→ Job
Write out every line of the items below again, requests included, but scale each bounding box coordinate in the answers by 1.05 and round it to a whole number, with halves going up. Leave the pictures out.

→ Data to use
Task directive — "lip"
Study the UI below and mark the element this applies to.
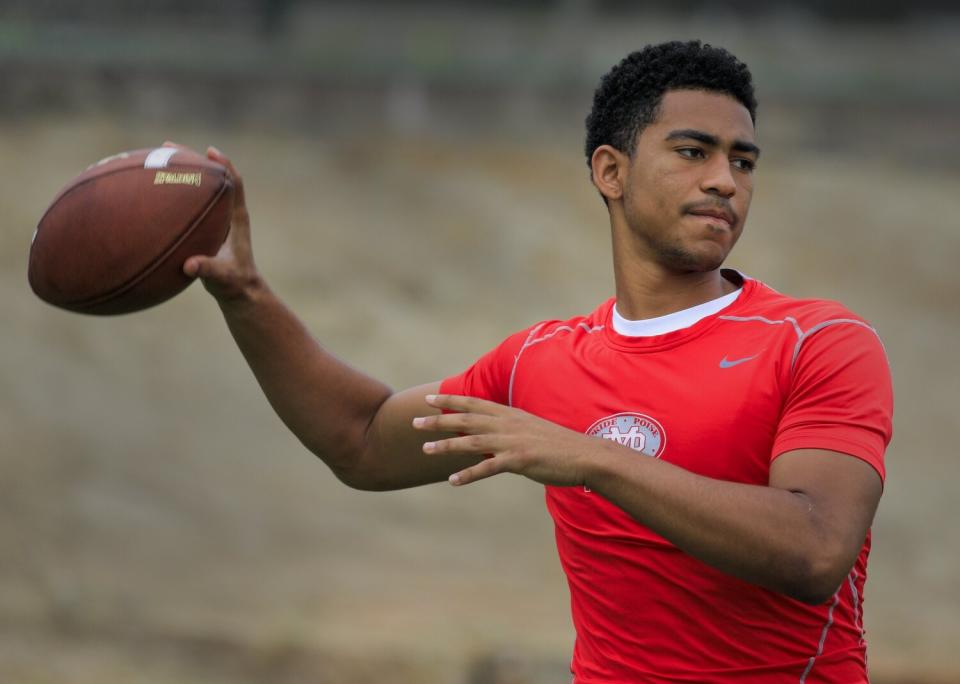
[689,209,733,226]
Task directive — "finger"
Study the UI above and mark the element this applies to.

→ Solved exercise
Task directive — "lip"
Study the UI below and mark the element this applies to.
[723,219,770,237]
Task directive — "finger"
Study the UI above and mark the element this applies to.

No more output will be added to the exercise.